* start *

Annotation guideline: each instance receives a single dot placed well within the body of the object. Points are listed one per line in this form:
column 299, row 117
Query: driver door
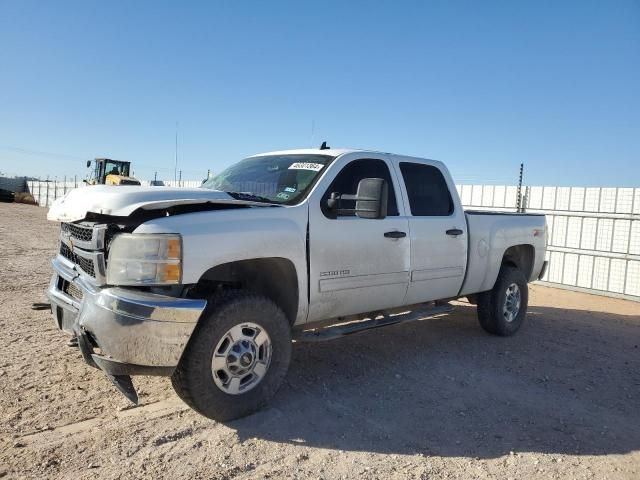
column 356, row 265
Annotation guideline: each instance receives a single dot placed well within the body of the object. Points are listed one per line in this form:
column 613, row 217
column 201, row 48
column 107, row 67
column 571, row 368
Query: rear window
column 428, row 193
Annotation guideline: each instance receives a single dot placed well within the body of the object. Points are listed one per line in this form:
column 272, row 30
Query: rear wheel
column 502, row 310
column 237, row 357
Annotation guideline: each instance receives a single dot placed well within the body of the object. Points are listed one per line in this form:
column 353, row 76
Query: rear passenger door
column 438, row 231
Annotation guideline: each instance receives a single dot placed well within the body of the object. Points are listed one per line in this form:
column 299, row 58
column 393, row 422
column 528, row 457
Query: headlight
column 145, row 259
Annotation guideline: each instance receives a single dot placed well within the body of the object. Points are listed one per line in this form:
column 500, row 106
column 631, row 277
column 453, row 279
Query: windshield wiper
column 250, row 197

* end *

** AIM **
Reproduce all of the records above with every instance of "Query" switched to "Label", leaving everything else unchanged. Omit the pictures from your answer.

** RESULT FOR THIS EXERCISE **
Annotation guideline: each instance receives a single dot placed well within the body of the object. Points are listed one per line in this form:
column 299, row 117
Label: driver door
column 356, row 265
Annotation guideline: each instance receives a single dot placed well within the body of the object. Points are listed one per line in this form:
column 613, row 217
column 201, row 48
column 107, row 67
column 571, row 368
Label: rear window
column 428, row 193
Annotation guideline: each instance receives a single dot placed well within the body of the object. Points are listed one per line in this form:
column 272, row 30
Label: rear wheel
column 502, row 310
column 237, row 357
Annotation guideline: each instance receives a single dot placed well within the body of the object. Points are listed one per line in this form:
column 353, row 76
Label: rear passenger door
column 438, row 231
Annotation guideline: each instance receives a single dot placed well within the body of the object. Points are listed one per line in this form:
column 299, row 58
column 393, row 422
column 528, row 457
Label: headlight
column 145, row 259
Annotation guideline: each instance receives a single dot placed well within the body of the object. Points are listed one per line in this form:
column 500, row 106
column 631, row 277
column 453, row 279
Label: windshield wiper
column 250, row 197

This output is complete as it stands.